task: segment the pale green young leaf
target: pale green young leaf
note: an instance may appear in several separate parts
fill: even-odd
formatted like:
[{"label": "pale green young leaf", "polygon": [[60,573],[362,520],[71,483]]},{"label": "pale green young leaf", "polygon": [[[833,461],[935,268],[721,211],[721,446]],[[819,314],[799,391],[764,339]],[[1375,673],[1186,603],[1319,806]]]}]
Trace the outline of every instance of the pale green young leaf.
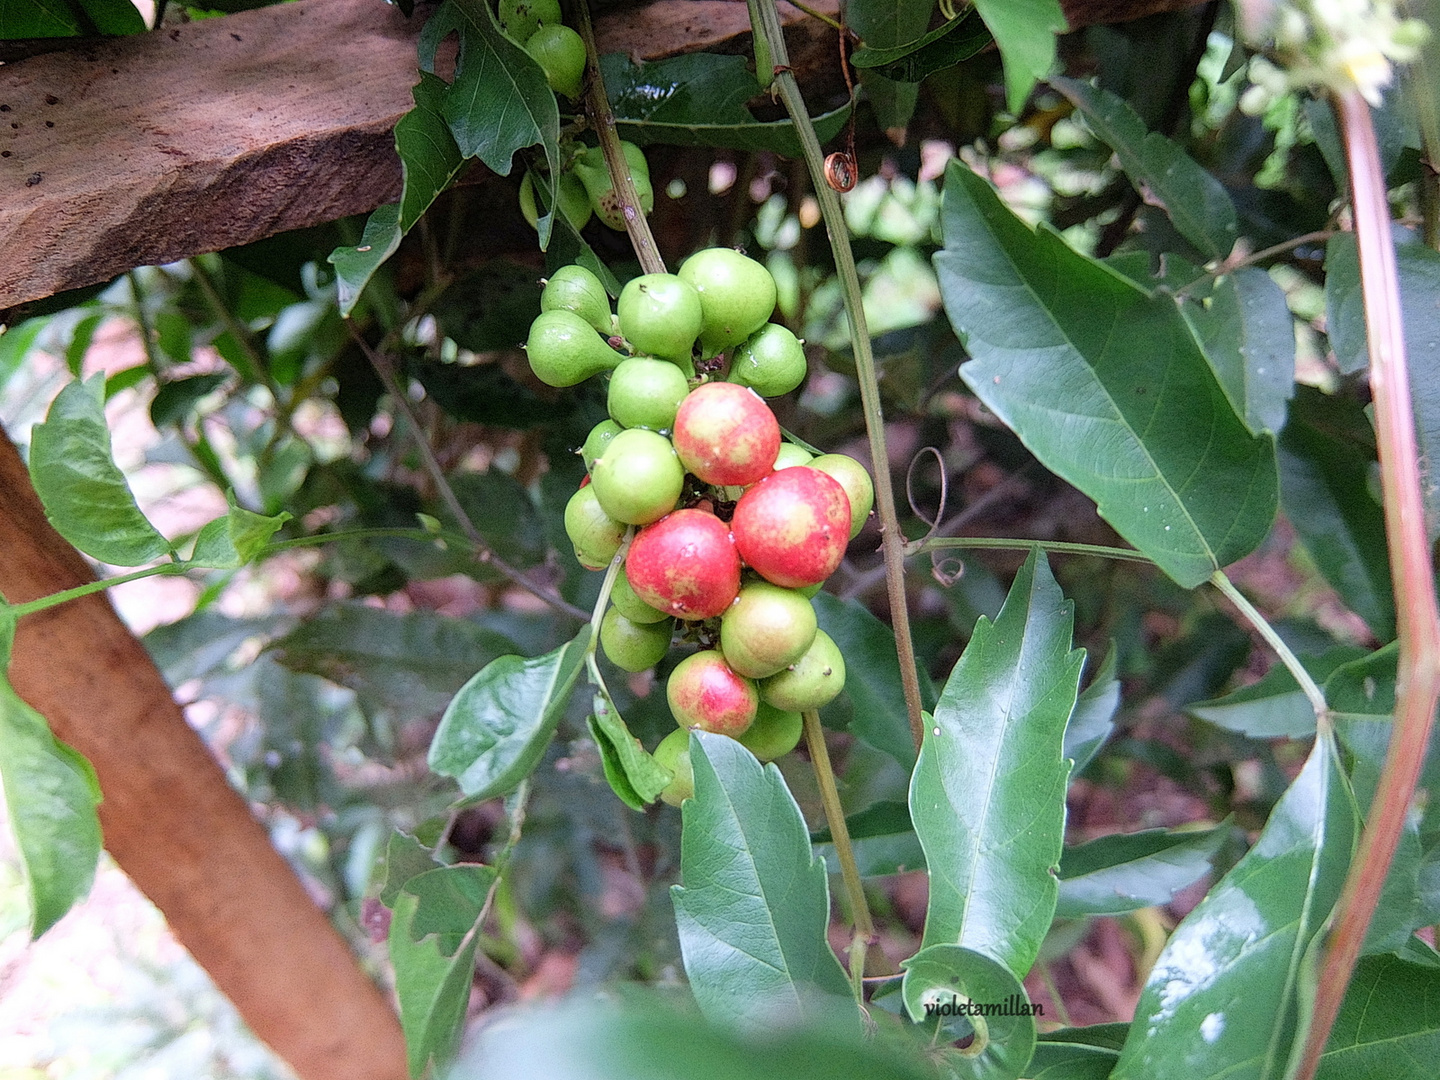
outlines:
[{"label": "pale green young leaf", "polygon": [[238,570],[253,562],[270,538],[292,515],[282,510],[274,516],[256,514],[235,505],[235,493],[226,492],[230,510],[224,517],[208,522],[195,538],[195,550],[188,560],[201,569]]},{"label": "pale green young leaf", "polygon": [[[927,946],[900,966],[911,1020],[934,1032],[938,1044],[974,1036],[968,1052],[940,1051],[947,1076],[1016,1080],[1024,1072],[1035,1049],[1035,1015],[1025,987],[1009,968],[959,945]],[[968,1009],[982,1015],[960,1015]]]},{"label": "pale green young leaf", "polygon": [[1055,38],[1065,32],[1059,0],[975,0],[995,35],[1005,65],[1005,104],[1016,116],[1035,83],[1055,64]]},{"label": "pale green young leaf", "polygon": [[1067,847],[1060,857],[1055,914],[1122,915],[1168,904],[1210,870],[1229,833],[1228,824],[1189,832],[1146,829]]},{"label": "pale green young leaf", "polygon": [[660,792],[673,779],[670,770],[647,753],[640,740],[630,734],[624,717],[603,686],[596,691],[589,725],[590,737],[600,748],[605,779],[626,806],[632,810],[644,810],[660,797]]}]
★ ★ ★ ★
When you reach an image, pass over it, and retype all other material exactly.

task: segment the pale green young leaf
target: pale green young leaf
note: an instance may appear in several separate parts
fill: even-odd
formatted like:
[{"label": "pale green young leaf", "polygon": [[60,573],[362,520],[71,483]]},{"label": "pale green young leaf", "polygon": [[[833,461],[935,268],[721,211],[721,446]],[[819,314],[799,391],[764,339]],[[1375,673],[1186,603],[1319,806]]]}]
Trace the outline of every instance of the pale green young leaf.
outlines:
[{"label": "pale green young leaf", "polygon": [[238,570],[253,562],[270,538],[292,515],[282,510],[274,516],[256,514],[235,505],[235,493],[226,492],[230,510],[224,517],[208,522],[195,538],[195,550],[188,560],[201,569]]},{"label": "pale green young leaf", "polygon": [[[927,946],[900,966],[911,1020],[934,1032],[938,1044],[974,1036],[968,1052],[940,1051],[947,1076],[1016,1080],[1024,1072],[1035,1049],[1035,1015],[1025,987],[1009,968],[959,945]],[[968,1009],[982,1015],[960,1015]]]},{"label": "pale green young leaf", "polygon": [[1055,38],[1065,32],[1059,0],[975,0],[995,35],[1005,65],[1005,104],[1016,116],[1035,83],[1055,64]]},{"label": "pale green young leaf", "polygon": [[1067,847],[1060,857],[1055,914],[1122,915],[1168,904],[1210,870],[1229,833],[1228,824],[1189,832],[1146,829]]},{"label": "pale green young leaf", "polygon": [[660,792],[673,779],[670,770],[647,753],[640,740],[630,734],[624,717],[603,686],[596,691],[589,725],[590,737],[600,748],[605,779],[626,806],[632,810],[644,810],[660,797]]}]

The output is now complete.